> **EXERCISE DIRECTIONS**:
Return every line in the entries below that contains the word "reflection".
** START OF EXCERPTED DATA **
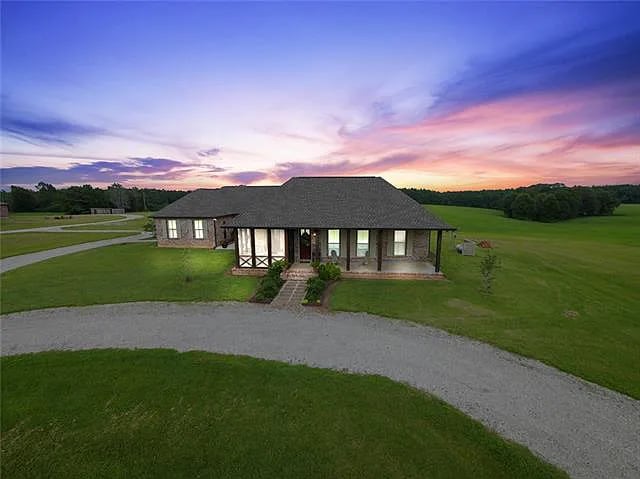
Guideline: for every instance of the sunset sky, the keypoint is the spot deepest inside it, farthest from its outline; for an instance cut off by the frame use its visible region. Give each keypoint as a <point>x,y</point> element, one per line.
<point>443,96</point>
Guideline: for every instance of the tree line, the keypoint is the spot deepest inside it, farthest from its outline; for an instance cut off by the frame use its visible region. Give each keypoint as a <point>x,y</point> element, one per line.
<point>80,199</point>
<point>543,202</point>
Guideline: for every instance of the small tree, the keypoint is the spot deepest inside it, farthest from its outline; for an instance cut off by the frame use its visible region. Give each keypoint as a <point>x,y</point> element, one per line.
<point>186,264</point>
<point>488,266</point>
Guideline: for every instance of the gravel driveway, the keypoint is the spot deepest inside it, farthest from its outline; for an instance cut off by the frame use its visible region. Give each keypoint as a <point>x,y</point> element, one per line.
<point>585,429</point>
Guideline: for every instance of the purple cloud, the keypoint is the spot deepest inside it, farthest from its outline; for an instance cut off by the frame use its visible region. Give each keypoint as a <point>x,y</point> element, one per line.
<point>37,129</point>
<point>587,59</point>
<point>246,177</point>
<point>209,152</point>
<point>288,170</point>
<point>99,172</point>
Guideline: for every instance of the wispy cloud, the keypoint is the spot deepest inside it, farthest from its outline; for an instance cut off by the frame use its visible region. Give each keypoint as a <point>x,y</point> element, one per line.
<point>246,177</point>
<point>130,171</point>
<point>36,129</point>
<point>583,60</point>
<point>209,153</point>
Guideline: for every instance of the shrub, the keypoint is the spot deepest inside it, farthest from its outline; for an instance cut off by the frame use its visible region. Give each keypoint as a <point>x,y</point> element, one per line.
<point>268,288</point>
<point>150,225</point>
<point>276,268</point>
<point>270,285</point>
<point>315,288</point>
<point>329,271</point>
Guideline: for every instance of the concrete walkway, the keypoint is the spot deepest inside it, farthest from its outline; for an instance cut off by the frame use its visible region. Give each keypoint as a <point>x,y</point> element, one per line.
<point>587,430</point>
<point>63,228</point>
<point>13,262</point>
<point>290,295</point>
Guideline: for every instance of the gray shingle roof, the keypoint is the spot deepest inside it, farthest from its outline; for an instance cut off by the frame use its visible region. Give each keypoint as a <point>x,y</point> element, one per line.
<point>310,202</point>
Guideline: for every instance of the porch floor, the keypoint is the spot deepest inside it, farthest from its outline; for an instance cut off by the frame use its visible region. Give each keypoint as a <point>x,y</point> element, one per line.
<point>391,269</point>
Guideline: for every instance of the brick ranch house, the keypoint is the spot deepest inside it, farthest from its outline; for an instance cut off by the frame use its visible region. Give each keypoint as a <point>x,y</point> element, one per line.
<point>365,224</point>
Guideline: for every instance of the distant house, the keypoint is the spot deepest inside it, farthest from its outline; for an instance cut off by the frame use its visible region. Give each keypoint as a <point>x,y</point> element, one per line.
<point>364,223</point>
<point>107,211</point>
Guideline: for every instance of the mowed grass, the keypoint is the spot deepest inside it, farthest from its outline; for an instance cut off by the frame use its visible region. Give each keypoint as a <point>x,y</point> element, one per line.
<point>159,413</point>
<point>18,221</point>
<point>12,244</point>
<point>567,294</point>
<point>137,224</point>
<point>122,273</point>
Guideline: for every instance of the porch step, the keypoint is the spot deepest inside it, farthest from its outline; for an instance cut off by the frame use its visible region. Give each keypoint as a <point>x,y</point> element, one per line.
<point>291,294</point>
<point>298,275</point>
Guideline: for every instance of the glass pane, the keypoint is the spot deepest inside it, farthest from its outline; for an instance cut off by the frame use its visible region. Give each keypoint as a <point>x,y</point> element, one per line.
<point>172,227</point>
<point>244,242</point>
<point>277,242</point>
<point>198,229</point>
<point>261,242</point>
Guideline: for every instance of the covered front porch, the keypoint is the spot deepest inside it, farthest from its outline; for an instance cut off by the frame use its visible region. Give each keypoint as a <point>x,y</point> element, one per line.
<point>361,253</point>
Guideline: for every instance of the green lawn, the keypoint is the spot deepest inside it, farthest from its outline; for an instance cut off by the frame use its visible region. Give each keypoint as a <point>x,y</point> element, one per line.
<point>159,413</point>
<point>129,272</point>
<point>590,266</point>
<point>22,243</point>
<point>18,221</point>
<point>120,225</point>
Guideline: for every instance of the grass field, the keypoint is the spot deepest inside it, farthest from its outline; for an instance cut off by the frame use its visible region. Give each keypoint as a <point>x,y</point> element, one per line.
<point>22,243</point>
<point>159,413</point>
<point>18,221</point>
<point>137,224</point>
<point>567,293</point>
<point>131,272</point>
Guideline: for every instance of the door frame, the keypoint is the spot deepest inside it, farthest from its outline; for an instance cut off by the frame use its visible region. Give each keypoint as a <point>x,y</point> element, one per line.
<point>300,233</point>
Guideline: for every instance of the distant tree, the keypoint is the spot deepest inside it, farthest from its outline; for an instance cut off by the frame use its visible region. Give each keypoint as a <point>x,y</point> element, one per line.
<point>607,200</point>
<point>589,203</point>
<point>523,207</point>
<point>547,207</point>
<point>22,199</point>
<point>488,267</point>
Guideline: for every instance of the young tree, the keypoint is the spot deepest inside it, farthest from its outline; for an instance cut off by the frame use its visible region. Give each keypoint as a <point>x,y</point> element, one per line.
<point>523,207</point>
<point>488,267</point>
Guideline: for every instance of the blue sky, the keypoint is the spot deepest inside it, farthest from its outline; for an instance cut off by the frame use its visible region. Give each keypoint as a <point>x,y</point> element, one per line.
<point>445,96</point>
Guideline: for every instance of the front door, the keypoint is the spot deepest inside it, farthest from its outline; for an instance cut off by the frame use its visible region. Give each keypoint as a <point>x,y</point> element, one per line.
<point>305,245</point>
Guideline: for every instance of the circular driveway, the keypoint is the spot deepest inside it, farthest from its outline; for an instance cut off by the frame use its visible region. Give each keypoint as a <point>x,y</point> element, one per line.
<point>587,430</point>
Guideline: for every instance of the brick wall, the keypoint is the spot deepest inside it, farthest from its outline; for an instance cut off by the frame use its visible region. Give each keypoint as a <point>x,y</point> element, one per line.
<point>186,234</point>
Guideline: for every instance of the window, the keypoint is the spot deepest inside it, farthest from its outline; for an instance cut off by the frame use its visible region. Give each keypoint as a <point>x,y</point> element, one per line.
<point>262,248</point>
<point>244,247</point>
<point>198,229</point>
<point>333,243</point>
<point>172,229</point>
<point>399,243</point>
<point>277,244</point>
<point>261,242</point>
<point>362,243</point>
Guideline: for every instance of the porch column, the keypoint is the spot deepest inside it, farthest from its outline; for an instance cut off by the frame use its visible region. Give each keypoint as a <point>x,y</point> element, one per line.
<point>348,249</point>
<point>253,248</point>
<point>379,250</point>
<point>237,248</point>
<point>438,250</point>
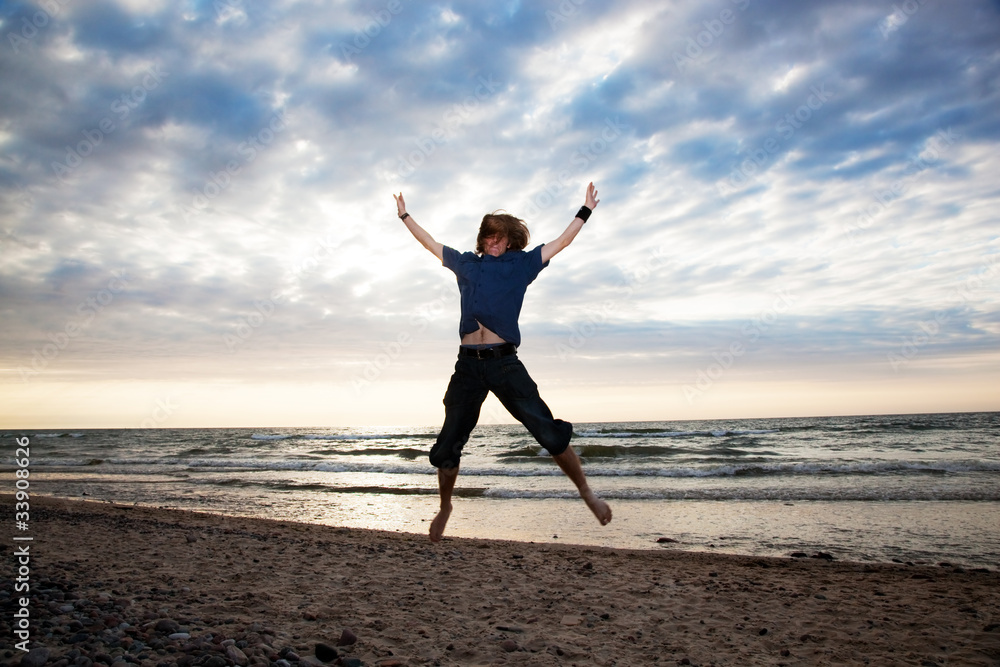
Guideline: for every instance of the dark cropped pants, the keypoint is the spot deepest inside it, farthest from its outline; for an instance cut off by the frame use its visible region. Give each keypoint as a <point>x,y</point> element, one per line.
<point>508,379</point>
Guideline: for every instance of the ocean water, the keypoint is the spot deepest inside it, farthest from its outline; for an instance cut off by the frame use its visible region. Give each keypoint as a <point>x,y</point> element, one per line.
<point>911,488</point>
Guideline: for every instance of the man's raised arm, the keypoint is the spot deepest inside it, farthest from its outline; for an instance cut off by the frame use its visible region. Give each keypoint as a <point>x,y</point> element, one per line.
<point>419,233</point>
<point>549,250</point>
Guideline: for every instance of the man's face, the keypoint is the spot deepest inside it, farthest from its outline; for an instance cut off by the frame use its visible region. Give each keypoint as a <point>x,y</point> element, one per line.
<point>496,245</point>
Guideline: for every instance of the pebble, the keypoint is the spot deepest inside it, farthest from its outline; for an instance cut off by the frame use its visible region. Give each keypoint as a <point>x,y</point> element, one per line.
<point>36,657</point>
<point>236,655</point>
<point>167,626</point>
<point>326,653</point>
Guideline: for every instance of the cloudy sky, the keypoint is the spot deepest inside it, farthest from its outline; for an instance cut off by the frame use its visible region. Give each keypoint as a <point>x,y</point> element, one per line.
<point>197,227</point>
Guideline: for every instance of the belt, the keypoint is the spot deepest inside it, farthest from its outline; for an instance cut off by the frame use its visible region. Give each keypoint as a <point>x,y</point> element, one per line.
<point>489,352</point>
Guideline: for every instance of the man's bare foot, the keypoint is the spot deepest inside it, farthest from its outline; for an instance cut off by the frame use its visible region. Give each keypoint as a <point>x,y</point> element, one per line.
<point>439,522</point>
<point>600,508</point>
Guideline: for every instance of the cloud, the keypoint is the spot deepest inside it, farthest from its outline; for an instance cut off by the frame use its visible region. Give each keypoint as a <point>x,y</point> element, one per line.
<point>235,155</point>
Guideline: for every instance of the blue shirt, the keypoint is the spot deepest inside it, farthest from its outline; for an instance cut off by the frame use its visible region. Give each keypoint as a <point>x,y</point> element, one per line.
<point>493,288</point>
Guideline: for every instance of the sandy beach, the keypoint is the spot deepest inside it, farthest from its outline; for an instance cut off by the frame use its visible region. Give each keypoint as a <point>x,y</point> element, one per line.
<point>116,584</point>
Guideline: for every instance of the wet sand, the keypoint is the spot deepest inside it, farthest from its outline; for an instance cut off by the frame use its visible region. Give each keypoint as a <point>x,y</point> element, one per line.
<point>134,585</point>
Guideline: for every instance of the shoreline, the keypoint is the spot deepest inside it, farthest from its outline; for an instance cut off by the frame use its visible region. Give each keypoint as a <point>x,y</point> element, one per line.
<point>254,591</point>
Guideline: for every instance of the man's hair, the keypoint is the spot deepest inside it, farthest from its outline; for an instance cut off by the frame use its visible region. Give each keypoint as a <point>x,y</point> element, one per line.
<point>506,225</point>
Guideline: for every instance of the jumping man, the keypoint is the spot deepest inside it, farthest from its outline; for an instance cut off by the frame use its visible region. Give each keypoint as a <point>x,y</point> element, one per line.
<point>492,282</point>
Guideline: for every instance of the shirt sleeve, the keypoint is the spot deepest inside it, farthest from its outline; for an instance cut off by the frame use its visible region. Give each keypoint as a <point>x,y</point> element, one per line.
<point>451,259</point>
<point>533,264</point>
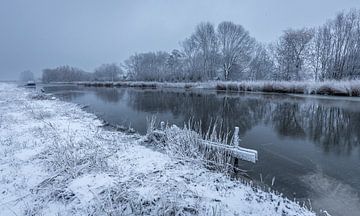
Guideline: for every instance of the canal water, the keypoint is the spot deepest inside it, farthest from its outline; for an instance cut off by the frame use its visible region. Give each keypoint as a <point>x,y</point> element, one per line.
<point>309,146</point>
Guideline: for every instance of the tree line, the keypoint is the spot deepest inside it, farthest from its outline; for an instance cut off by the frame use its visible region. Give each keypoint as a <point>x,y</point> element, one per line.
<point>228,52</point>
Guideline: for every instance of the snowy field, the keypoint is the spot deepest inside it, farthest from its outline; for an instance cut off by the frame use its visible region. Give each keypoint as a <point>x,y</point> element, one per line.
<point>56,159</point>
<point>337,88</point>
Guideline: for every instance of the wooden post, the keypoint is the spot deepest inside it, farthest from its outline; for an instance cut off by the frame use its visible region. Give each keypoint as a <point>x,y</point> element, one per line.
<point>236,139</point>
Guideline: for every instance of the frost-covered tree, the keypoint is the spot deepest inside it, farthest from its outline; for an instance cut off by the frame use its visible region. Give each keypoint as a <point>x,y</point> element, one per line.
<point>65,74</point>
<point>291,52</point>
<point>236,48</point>
<point>26,76</point>
<point>261,66</point>
<point>201,49</point>
<point>151,66</point>
<point>108,72</point>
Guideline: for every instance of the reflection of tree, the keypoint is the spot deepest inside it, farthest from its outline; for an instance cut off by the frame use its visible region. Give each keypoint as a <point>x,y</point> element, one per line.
<point>110,95</point>
<point>287,120</point>
<point>332,126</point>
<point>207,108</point>
<point>70,96</point>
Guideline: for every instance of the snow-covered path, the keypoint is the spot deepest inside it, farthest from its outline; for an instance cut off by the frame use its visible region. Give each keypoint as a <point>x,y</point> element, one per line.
<point>56,160</point>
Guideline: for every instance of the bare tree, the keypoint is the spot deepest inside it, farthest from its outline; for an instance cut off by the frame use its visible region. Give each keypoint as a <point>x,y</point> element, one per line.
<point>203,44</point>
<point>261,66</point>
<point>65,74</point>
<point>236,47</point>
<point>26,76</point>
<point>108,72</point>
<point>291,53</point>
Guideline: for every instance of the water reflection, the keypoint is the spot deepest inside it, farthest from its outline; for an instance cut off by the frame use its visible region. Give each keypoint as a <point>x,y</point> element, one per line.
<point>334,128</point>
<point>295,136</point>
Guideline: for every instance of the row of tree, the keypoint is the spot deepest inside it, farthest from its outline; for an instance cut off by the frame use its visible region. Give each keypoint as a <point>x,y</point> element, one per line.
<point>331,51</point>
<point>228,52</point>
<point>106,72</point>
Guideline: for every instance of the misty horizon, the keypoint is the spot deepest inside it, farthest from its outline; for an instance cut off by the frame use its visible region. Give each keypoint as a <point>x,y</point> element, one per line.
<point>85,34</point>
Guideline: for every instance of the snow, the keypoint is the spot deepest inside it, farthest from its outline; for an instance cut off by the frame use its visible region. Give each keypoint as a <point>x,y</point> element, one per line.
<point>55,159</point>
<point>338,88</point>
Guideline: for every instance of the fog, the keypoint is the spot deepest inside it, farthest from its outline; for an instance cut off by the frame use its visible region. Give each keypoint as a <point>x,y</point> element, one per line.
<point>86,33</point>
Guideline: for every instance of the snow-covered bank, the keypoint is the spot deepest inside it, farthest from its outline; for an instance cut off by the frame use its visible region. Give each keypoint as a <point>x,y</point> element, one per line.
<point>56,160</point>
<point>338,88</point>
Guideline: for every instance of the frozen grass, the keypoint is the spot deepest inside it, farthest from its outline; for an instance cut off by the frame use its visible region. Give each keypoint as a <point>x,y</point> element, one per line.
<point>337,88</point>
<point>56,159</point>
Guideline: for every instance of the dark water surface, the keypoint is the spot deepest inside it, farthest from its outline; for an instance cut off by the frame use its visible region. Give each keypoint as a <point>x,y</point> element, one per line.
<point>309,145</point>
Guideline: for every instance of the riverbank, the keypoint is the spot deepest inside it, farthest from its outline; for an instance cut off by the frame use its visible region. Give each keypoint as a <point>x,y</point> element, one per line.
<point>335,88</point>
<point>57,159</point>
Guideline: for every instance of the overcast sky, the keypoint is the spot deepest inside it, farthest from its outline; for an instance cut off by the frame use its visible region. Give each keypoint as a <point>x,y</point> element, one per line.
<point>36,34</point>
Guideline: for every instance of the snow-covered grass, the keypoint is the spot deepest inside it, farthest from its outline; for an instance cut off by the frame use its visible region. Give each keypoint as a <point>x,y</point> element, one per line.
<point>56,159</point>
<point>338,88</point>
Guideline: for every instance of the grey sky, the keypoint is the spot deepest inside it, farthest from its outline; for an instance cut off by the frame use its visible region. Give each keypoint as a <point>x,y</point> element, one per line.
<point>35,34</point>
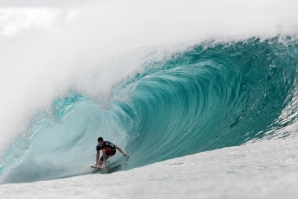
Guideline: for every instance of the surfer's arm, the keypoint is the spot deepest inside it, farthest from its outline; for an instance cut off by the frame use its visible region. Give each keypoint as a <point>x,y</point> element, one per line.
<point>97,157</point>
<point>120,150</point>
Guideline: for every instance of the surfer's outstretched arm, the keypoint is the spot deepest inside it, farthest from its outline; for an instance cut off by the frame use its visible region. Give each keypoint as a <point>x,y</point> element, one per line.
<point>120,150</point>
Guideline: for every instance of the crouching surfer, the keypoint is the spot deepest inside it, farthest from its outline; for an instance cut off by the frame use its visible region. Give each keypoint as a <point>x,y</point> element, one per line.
<point>108,150</point>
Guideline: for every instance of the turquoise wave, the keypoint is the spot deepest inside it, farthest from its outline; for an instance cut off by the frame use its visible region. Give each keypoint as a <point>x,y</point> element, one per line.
<point>214,95</point>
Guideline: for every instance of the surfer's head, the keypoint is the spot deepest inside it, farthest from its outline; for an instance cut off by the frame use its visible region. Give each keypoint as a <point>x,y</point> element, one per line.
<point>100,141</point>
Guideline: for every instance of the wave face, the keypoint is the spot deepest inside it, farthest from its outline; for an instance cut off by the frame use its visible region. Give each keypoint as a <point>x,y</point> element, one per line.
<point>214,95</point>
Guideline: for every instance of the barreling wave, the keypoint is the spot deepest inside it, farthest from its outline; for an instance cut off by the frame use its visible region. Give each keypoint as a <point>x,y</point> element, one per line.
<point>214,95</point>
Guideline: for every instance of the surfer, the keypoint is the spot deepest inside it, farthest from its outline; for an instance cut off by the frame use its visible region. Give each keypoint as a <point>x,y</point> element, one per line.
<point>108,150</point>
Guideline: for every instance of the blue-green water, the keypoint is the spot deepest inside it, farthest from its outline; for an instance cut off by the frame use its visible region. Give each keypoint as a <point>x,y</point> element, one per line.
<point>212,96</point>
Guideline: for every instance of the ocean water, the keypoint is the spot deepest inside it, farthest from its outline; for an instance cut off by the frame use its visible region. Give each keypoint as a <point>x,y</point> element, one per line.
<point>180,93</point>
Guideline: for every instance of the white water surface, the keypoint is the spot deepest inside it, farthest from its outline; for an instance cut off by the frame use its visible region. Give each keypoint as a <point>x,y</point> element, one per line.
<point>266,169</point>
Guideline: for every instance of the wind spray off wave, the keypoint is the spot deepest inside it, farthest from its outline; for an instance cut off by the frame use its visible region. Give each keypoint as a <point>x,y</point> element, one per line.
<point>213,95</point>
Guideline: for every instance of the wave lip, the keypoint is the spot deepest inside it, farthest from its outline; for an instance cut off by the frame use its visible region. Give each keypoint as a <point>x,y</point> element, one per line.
<point>212,96</point>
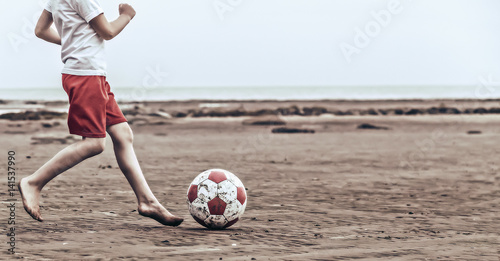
** END OF EXCERPTED DATA **
> **WRITTEN RESPONSE**:
Guideline: for every instance of the reflection of tree, the keypoint is the spot deepest inside it, farthest from its outline; for an instance cut off by the frame use its visible region. Give each keypoint as a <point>x,y</point> element, one per line.
Guideline: for every instance of the water reflection, the keypoint is the spot deepest inside it, farthest from its outline; for an instance cut off by the frame use its visible region. Give each keypoint as a <point>x,y</point> element, one per line.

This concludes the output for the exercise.